==== Selected excerpt ====

Cleaning Supplies: Here’s What You Need
There are a few things you’ll need to have on hand before you get started. Some are absolutely necessary, but some can be swapped for alternatives – just use your best judgment in doing so. Remember, what you choose to clean your knife with will, in part, determine the life of your blade – so you should take care as such. Don’t trade anything out or skip a supply or step out of sheer convenience, because it can have negative consequences.
Scotch Brite No Scratch Scour Pads
In order to scrub off any impurities from your blade, such as dirt or rust, you’ll want to have a non-abrasive scouring pad. Do not, under any circumstances, use steel wool, as it will strip the metal from your blade, severely shortening its functional life and scratching it terribly. These ones from Scotch-Brite will work perfectly, as they are made of no-scratch nylon, can be washed and reused, and aren’t too pricey. Alternatively, you can use wet/dry fine grit sandpaper, and it should also get the job done.
OXO Good Grips Deep Clean Brush Set
The scouring pad you use isn’t necessarily going to clean all the gunk off your blade. To get anything that your scouring pad misses, you’ll want a non-abrasive cleaning brush. These ones from OXO Good Grips are excellent, though you could also swap them out for a regular toothbrush or, if you’ve got a really rusty blade, you might want to get a brass bristled brush. If the latter is your choice, however, be careful not to strip your blade of too much material. Metal on metal is always a risky choice with cleaning.
Hoppe’s No. 9 Gun Bore Cleaner
Designed to clean gunk and rusk off of gun barrels, this oil is a superb cleaner for pocket knives, as well. As an added bonus, it’s also made in the USA. If you don’t want to spend the $8 bucks to purchase this, however, you can also swap it out for a mild dish soap. Again, this depends upon how much you value your blade and whether it is important enough to get something specifically designed for cleaning a metal tool. Just don’t get anything grainy, abrasive, or acidic, as it can have a severe negative effect on the end result.
Liquid Wrench L112 Penetrating Oil
Both for after-care and cleaning the hinge of your blade, this penetrating oil is perfect for lubricating your knife’s pivot and is better than, say, WD-40. That’s not to say you couldn’t swap it out – you absolutely can and it will work just fine for most blades – but if you have something that’s perhaps a family heirloom or a very expensive pocket knife, we suggest something a little more robust.
Q-tips Cotton Swabs
As mentioned, you don’t have to take your knife apart to clean it. But, if you want to get in all the nooks and crannies, it helps to have a box of cotton swabs. They’re cheap, effective, and small enough that they can get the job done no problem.
Polishing Cleaning Cloth
To wipe off all the excess gunk and oils after you’ve finished cleaning, a non-abrasive cleaning cloth is essential. Sure, you could use a normal terry cloth towel, but you might not end up with a thoroughly wiped down blade after everything is said and done. Similarly, paper towels can leave behind fibers. In our opinion, this polishing cloth is a much better option and will get your knife clean as a whistle.

====

* _Aim 1_:
Translate this sentence from the knife-cleaning supplies guide into Spanish: "Metal on metal is always a risky choice with cleaning."

==== Material provided ====

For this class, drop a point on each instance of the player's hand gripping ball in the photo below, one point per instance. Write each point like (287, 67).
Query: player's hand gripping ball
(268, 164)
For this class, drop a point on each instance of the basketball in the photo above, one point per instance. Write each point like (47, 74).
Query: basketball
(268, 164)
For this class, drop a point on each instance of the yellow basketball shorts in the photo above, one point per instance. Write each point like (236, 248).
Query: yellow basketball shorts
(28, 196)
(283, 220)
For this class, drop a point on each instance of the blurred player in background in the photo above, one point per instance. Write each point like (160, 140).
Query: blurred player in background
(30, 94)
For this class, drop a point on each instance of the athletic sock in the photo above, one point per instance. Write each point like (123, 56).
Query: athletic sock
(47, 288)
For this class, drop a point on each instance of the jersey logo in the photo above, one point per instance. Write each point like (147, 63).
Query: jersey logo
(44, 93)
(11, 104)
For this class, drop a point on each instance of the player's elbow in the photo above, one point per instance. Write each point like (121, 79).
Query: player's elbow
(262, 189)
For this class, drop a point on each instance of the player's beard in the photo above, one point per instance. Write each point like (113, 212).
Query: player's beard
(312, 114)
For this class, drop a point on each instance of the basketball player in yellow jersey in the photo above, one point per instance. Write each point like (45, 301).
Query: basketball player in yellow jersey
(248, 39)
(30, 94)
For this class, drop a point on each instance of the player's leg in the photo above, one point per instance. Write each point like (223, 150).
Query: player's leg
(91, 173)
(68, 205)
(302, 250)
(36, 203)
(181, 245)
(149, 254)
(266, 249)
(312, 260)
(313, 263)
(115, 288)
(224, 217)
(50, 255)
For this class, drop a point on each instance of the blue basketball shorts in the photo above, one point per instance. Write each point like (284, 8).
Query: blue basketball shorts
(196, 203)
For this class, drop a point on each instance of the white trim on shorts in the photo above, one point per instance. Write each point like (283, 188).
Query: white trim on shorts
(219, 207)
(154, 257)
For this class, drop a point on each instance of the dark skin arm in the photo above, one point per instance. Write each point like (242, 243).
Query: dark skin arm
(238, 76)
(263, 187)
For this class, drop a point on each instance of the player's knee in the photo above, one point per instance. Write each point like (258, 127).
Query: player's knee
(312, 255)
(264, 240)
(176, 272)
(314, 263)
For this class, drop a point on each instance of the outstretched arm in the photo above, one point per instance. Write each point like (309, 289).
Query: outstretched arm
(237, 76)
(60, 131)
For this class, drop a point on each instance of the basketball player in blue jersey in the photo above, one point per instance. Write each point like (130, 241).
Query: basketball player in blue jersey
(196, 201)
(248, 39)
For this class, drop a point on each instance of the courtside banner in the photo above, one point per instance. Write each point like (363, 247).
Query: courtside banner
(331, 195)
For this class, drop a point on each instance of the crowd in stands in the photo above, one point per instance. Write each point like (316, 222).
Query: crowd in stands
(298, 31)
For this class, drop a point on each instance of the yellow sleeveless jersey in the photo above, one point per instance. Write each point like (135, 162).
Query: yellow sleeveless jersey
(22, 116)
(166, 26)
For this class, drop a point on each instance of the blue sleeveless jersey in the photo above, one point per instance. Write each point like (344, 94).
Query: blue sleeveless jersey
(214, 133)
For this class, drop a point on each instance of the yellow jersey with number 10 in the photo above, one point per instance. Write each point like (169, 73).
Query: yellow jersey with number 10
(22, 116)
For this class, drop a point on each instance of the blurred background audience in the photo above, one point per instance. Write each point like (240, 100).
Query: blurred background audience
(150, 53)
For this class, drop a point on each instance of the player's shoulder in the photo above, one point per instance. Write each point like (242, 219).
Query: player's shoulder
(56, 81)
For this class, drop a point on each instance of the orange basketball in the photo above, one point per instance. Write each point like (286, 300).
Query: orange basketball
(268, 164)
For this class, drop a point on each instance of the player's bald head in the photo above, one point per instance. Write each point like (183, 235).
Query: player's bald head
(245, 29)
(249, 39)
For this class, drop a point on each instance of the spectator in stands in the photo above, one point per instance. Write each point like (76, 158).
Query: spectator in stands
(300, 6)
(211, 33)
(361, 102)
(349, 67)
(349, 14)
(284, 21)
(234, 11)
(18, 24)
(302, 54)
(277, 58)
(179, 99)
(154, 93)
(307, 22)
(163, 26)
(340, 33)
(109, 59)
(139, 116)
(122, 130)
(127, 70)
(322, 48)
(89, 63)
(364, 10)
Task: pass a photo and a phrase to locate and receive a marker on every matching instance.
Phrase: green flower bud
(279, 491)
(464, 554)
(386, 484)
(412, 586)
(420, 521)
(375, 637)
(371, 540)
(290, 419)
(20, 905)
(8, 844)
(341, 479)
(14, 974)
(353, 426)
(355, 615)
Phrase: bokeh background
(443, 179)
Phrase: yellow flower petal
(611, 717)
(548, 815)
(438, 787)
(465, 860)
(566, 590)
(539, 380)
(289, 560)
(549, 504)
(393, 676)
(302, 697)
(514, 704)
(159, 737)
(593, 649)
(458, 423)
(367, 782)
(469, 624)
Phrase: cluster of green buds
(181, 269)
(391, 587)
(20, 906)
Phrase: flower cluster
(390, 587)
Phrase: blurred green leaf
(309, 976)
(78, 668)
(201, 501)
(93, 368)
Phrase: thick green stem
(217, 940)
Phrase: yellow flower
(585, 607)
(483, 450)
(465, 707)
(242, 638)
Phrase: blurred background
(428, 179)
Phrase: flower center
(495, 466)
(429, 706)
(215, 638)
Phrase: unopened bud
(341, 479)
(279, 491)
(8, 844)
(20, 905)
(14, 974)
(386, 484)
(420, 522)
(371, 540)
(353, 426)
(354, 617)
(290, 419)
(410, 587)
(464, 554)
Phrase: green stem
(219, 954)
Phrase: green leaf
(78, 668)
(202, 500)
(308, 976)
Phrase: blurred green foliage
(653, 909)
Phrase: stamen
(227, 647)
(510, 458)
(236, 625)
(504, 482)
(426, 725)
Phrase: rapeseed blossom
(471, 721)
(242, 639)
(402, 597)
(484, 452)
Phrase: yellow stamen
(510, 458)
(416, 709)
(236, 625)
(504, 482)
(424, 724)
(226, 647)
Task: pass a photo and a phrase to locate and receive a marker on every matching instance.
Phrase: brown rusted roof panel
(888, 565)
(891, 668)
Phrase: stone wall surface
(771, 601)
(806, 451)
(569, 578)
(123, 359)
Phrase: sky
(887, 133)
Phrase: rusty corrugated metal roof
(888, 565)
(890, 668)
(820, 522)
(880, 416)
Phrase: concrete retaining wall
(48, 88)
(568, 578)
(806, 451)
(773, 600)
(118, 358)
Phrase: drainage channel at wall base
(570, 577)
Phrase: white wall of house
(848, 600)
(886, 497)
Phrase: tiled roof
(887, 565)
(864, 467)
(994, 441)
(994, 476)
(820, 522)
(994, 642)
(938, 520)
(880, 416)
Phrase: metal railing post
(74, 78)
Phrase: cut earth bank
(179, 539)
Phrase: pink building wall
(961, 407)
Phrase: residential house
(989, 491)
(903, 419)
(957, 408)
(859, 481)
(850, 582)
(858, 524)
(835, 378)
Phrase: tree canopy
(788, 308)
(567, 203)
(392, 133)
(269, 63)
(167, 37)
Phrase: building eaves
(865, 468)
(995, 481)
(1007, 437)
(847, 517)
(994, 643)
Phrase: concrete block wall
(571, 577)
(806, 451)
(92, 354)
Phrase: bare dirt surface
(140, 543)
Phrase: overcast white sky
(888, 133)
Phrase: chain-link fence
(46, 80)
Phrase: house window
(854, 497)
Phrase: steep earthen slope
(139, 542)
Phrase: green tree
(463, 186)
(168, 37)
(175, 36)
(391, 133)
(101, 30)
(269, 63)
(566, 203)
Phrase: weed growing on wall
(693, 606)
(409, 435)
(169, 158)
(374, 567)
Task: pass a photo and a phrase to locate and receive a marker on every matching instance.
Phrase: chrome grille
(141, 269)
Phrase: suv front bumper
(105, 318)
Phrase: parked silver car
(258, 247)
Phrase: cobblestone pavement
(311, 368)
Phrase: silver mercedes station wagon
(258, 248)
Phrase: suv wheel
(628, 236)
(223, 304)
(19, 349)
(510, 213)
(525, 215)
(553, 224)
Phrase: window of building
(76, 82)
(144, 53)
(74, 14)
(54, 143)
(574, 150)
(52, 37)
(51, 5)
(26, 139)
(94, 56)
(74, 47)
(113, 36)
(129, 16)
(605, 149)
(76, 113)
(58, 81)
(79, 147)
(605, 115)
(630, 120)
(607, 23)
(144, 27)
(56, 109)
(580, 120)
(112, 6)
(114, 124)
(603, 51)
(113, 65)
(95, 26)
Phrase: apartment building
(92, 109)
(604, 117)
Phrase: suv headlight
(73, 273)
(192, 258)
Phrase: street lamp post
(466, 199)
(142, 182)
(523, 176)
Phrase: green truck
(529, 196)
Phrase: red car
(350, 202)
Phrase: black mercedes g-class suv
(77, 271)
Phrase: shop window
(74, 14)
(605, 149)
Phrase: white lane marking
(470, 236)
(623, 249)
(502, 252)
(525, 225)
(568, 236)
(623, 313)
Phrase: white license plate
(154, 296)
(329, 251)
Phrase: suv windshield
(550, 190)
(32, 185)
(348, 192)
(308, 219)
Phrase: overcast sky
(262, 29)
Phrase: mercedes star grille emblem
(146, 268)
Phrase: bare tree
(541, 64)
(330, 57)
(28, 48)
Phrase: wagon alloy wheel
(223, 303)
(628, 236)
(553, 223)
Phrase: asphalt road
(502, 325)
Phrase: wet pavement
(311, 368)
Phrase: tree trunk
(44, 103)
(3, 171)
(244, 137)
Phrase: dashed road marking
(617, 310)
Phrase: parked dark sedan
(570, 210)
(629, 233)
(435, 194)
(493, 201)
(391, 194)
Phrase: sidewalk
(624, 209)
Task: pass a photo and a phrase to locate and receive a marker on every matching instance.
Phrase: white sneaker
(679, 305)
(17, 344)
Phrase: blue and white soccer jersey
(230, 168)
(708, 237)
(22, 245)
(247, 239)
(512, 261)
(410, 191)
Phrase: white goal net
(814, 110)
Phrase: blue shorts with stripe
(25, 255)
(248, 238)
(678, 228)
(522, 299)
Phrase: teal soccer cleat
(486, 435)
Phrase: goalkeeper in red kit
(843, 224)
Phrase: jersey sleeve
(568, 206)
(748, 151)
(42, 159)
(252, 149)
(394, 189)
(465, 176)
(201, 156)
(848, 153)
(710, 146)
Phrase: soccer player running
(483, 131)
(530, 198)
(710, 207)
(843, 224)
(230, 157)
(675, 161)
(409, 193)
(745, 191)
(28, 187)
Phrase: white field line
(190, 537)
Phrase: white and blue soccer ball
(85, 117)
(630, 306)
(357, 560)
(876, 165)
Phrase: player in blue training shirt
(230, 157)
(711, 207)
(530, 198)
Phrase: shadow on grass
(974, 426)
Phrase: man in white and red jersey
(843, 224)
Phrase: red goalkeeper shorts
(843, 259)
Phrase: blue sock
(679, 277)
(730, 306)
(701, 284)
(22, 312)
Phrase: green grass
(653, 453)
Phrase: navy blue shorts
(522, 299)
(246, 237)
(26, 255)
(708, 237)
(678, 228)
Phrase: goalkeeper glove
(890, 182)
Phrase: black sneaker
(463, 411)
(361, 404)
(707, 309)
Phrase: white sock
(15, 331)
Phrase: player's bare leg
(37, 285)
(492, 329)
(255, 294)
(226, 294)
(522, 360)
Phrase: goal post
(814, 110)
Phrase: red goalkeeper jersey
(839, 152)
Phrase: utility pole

====

* _Aim 2_:
Echo the lines of the records from the line containing "Phrase: white sock" through the end of the records, including both ends.

* _Worked answer 1_:
El metal contra metal siempre es una opción arriesgada a la hora de limpiar.

* _Worked answer 2_:
Phrase: white sock
(15, 331)
Phrase: player's bare leg
(37, 285)
(492, 329)
(255, 294)
(226, 294)
(522, 360)
Phrase: goal post
(814, 110)
Phrase: red goalkeeper jersey
(839, 152)
Phrase: utility pole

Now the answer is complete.